Text under study:
__________________________________________________

After three years of practice, university graduates receive a pharmacist’s certificate. Pharmacists may own and manage community pharmacies or work at community and hospital pharmacies. The Pharmacy Law of Latvia states that new pharmacies may be opened in the form of a pharmacist’s practice, joint practice, or a private company. A pharmacy belonging to a municipality has to be headed by a certified pharmacist. A closed-type pharmacy may be opened by a hospital or a day-care facility. After three years of practice, university graduates receive a pharmacist’s certificate. To obtain this certificate they have to pass an examination and the certificate is valid for 5 years. During this period, pharmacists have to continue their education and collect 200 academic hours from participation in professional courses, workshops, seminars, etc. After that, pharmacists may apply to the Certification Commission for prolongation of their certificate. In practice, new pharmacies are not being opened and the majority of existing pharmacies now belong to pharmacy chains. Recent amendments to the Pharmacy Law state that a general pharmacy may be established in the form of a pharmacist’s practice, a joint practice (a civil law company) or a capital company. If the owner is not a pharmacist, he/she must to conclude a contract with a certified pharmacist providing pharmaceutical care. If the pharmacy takes the form of a capital company either a pharmacist must be a shareholder of not less than 50% of the capital, or certified pharmacists must comprise not less than half of the board members.

__________________________________________________

Stored items:

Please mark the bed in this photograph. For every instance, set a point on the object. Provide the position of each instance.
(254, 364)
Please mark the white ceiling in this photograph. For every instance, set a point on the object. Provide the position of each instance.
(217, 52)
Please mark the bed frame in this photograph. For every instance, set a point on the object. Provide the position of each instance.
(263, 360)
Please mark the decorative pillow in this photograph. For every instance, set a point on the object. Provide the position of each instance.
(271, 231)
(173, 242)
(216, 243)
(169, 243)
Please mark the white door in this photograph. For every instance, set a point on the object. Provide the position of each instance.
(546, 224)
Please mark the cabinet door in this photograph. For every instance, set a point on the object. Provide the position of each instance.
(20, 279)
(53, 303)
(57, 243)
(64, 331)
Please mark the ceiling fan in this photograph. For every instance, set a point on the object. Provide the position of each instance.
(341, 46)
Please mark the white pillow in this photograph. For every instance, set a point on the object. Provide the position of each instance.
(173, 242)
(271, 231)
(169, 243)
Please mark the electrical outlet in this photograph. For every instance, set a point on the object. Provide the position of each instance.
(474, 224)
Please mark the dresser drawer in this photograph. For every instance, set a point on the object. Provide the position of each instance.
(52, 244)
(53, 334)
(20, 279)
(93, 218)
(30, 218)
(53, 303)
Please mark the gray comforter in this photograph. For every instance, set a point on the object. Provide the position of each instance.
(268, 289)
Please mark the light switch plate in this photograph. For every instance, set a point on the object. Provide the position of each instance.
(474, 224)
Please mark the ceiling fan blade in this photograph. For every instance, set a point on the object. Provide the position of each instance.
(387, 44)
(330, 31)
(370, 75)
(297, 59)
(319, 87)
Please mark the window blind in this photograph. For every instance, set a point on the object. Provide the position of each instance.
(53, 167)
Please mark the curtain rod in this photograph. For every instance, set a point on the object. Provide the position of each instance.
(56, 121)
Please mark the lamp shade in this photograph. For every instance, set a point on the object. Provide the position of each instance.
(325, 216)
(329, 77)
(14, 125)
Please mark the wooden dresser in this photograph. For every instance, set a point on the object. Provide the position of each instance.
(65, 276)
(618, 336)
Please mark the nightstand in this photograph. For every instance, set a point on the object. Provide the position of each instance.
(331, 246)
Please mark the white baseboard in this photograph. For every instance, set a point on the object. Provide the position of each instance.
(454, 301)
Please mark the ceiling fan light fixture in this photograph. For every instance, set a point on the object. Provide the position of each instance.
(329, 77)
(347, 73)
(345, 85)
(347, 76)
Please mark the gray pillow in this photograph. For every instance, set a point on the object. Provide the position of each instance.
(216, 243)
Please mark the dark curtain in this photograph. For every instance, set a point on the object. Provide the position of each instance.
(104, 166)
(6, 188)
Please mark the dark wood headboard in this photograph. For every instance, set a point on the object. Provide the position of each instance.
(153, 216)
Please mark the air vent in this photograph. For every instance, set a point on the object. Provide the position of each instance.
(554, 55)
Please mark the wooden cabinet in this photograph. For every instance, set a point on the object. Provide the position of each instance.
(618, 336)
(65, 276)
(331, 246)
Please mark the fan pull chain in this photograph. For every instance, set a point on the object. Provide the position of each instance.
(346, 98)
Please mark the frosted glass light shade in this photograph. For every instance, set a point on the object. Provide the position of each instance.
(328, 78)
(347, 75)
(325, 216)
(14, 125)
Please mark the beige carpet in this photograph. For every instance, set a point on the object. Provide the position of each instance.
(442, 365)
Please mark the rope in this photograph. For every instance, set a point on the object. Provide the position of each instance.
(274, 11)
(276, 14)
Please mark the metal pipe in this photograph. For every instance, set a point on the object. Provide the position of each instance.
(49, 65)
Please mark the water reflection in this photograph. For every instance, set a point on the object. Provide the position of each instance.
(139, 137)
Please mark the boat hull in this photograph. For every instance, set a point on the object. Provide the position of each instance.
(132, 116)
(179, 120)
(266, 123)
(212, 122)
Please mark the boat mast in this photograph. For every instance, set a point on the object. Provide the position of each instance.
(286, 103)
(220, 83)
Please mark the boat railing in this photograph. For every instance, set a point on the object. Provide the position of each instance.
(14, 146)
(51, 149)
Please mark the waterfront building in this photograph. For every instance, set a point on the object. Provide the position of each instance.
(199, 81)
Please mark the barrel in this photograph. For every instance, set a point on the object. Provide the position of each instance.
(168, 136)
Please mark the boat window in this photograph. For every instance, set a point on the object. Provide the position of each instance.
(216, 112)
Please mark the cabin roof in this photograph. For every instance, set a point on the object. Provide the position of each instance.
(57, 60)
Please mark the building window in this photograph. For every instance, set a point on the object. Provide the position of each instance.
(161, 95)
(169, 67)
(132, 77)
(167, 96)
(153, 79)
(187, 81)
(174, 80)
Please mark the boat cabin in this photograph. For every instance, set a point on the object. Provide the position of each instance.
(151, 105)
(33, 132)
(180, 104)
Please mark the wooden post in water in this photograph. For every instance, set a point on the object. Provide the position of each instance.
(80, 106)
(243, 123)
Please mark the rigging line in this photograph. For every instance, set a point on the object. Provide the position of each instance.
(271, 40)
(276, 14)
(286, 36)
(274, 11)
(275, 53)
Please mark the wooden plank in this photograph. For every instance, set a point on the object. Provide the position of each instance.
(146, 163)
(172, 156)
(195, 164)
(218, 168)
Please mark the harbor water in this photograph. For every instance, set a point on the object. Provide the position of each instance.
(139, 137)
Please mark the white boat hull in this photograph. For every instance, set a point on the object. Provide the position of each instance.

__________________________________________________

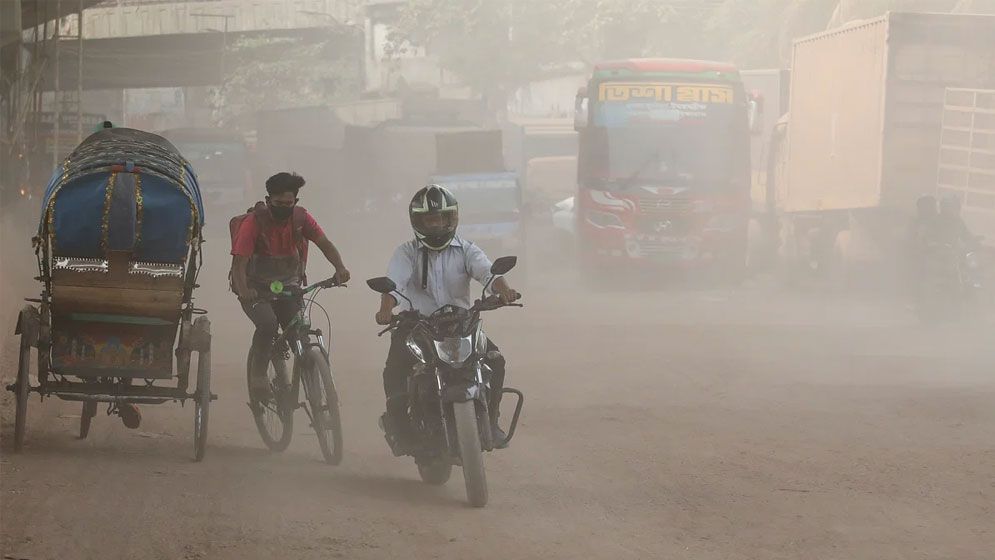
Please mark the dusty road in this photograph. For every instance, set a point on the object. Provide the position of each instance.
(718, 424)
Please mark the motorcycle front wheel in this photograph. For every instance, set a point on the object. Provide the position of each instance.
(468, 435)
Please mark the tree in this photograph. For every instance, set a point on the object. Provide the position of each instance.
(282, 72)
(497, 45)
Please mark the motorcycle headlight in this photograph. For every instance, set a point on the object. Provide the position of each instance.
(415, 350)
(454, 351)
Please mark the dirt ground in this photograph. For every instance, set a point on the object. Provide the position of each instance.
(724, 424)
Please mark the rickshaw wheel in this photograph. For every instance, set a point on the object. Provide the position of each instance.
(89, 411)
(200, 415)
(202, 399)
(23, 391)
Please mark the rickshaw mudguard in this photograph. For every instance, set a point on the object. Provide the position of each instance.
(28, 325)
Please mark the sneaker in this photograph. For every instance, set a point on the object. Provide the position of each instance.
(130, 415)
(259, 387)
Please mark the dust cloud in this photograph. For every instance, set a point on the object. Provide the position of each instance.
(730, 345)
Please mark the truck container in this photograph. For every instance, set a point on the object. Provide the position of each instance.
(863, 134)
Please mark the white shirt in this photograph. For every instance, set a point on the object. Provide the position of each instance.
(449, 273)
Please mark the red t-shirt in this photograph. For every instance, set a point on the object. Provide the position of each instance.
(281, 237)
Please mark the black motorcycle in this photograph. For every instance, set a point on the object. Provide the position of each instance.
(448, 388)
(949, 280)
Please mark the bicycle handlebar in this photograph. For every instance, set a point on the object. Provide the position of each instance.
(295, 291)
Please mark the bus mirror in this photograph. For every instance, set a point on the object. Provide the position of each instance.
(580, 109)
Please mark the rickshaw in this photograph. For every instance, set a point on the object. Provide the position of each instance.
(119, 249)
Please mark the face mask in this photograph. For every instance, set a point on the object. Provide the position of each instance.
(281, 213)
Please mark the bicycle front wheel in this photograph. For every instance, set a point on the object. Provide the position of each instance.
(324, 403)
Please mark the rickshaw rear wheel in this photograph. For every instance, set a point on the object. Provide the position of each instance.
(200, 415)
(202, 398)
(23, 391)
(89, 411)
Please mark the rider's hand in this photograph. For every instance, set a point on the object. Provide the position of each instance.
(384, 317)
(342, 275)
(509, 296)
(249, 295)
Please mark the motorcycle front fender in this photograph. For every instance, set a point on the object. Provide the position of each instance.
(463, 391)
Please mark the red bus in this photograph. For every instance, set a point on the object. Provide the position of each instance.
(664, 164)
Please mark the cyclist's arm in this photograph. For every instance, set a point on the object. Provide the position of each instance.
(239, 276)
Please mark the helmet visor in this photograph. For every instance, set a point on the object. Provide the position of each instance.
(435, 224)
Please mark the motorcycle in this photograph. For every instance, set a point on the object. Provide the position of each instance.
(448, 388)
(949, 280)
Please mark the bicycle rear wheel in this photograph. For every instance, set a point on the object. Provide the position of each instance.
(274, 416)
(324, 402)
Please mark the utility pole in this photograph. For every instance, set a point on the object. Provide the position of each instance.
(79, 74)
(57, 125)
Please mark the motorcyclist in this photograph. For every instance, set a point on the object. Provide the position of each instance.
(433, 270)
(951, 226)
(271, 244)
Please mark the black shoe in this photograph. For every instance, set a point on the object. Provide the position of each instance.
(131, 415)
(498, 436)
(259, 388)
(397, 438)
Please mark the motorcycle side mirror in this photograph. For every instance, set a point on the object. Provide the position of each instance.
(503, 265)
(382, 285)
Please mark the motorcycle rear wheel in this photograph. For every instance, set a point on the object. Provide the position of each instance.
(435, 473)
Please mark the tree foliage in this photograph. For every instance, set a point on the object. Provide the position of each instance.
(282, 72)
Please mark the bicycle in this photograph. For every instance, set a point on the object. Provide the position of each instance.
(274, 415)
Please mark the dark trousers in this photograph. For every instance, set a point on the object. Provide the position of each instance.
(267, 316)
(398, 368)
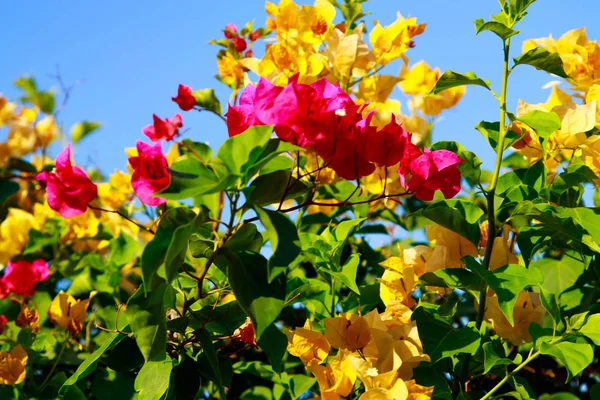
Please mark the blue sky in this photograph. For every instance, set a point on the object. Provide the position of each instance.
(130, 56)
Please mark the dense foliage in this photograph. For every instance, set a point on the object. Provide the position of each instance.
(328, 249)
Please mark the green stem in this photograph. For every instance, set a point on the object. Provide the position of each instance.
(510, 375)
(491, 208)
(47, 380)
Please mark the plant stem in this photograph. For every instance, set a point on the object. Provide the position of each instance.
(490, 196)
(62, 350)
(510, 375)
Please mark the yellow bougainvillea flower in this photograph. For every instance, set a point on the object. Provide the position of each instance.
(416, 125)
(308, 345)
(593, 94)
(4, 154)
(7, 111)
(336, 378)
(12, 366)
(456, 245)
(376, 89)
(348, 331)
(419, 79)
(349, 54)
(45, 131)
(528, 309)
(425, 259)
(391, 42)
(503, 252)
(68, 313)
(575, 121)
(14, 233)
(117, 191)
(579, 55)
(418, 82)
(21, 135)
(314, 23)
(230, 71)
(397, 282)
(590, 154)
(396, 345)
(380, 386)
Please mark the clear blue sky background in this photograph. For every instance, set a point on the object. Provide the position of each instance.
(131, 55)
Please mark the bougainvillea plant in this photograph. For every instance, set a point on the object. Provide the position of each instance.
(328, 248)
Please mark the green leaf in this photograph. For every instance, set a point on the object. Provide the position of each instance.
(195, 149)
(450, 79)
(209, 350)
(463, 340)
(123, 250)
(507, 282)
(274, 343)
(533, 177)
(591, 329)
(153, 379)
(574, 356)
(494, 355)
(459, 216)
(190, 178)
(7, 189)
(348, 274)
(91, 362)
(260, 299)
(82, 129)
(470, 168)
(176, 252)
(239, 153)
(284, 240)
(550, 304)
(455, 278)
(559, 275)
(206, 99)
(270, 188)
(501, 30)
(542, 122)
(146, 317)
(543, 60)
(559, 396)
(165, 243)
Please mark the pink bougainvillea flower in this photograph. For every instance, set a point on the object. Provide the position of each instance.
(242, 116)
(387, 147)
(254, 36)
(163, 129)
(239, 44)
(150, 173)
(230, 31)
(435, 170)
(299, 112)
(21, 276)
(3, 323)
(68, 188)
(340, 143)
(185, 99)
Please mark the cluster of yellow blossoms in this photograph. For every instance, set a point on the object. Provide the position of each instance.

__________________________________________________

Task prompt:
Reproduce the entire passage on pharmacy practice in Latvia word for word.

Output of the task:
After three years of practice, university graduates receive a pharmacist’s certificate. Pharmacists may own and manage community pharmacies or work at community and hospital pharmacies. The Pharmacy Law of Latvia states that new pharmacies may be opened in the form of a pharmacist’s practice, joint practice, or a private company. A pharmacy belonging to a municipality has to be headed by a certified pharmacist. A closed-type pharmacy may be opened by a hospital or a day-care facility. After three years of practice, university graduates receive a pharmacist’s certificate. To obtain this certificate they have to pass an examination and the certificate is valid for 5 years. During this period, pharmacists have to continue their education and collect 200 academic hours from participation in professional courses, workshops, seminars, etc. After that, pharmacists may apply to the Certification Commission for prolongation of their certificate. In practice, new pharmacies are not being opened and the majority of existing pharmacies now belong to pharmacy chains. Recent amendments to the Pharmacy Law state that a general pharmacy may be established in the form of a pharmacist’s practice, a joint practice (a civil law company) or a capital company. If the owner is not a pharmacist, he/she must to conclude a contract with a certified pharmacist providing pharmaceutical care. If the pharmacy takes the form of a capital company either a pharmacist must be a shareholder of not less than 50% of the capital, or certified pharmacists must comprise not less than half of the board members.